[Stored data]

Segment Open

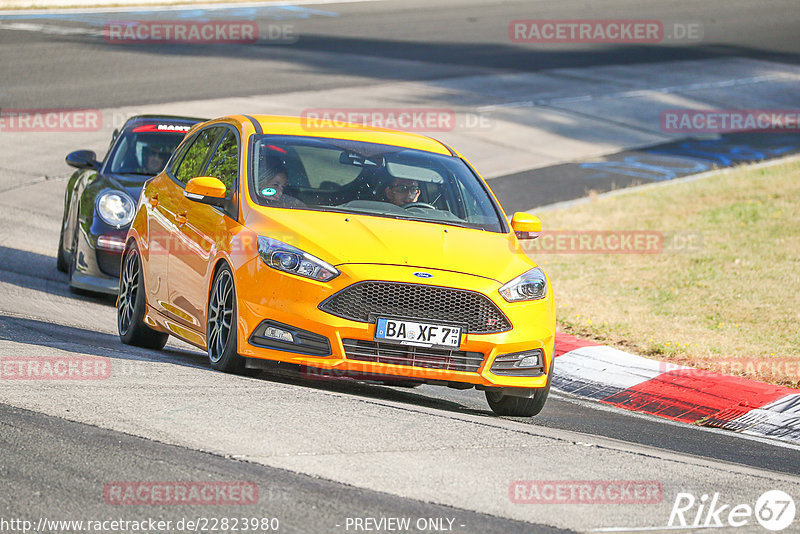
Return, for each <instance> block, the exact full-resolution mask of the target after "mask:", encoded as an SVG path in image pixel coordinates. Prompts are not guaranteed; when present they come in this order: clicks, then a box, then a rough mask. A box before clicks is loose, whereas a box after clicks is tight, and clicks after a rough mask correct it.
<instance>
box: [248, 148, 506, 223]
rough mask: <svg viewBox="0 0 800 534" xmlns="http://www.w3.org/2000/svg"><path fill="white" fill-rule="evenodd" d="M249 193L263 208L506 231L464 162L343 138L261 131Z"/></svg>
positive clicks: (457, 160) (459, 160)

Segment Closed

> [EXERCISE AIM] Edit the rows between the start and the line holding "box: [248, 148, 506, 223]", inclusive, so that "clicks" becomes "points" and nothing else changes. Leave the pictures out of your answer.

> [FINISHED EXERCISE]
Return, for each <instance> block, the exact full-resolution mask of the target after "mask:", encoded as an SVG path in image pixel coordinates. Prompts are not guaranteed; when present they come in this order: points, then a box, then a rough mask. A box before points is loose, whereas a box after points is tight, and points after a rough mask correct it.
<instance>
box: [248, 148, 506, 223]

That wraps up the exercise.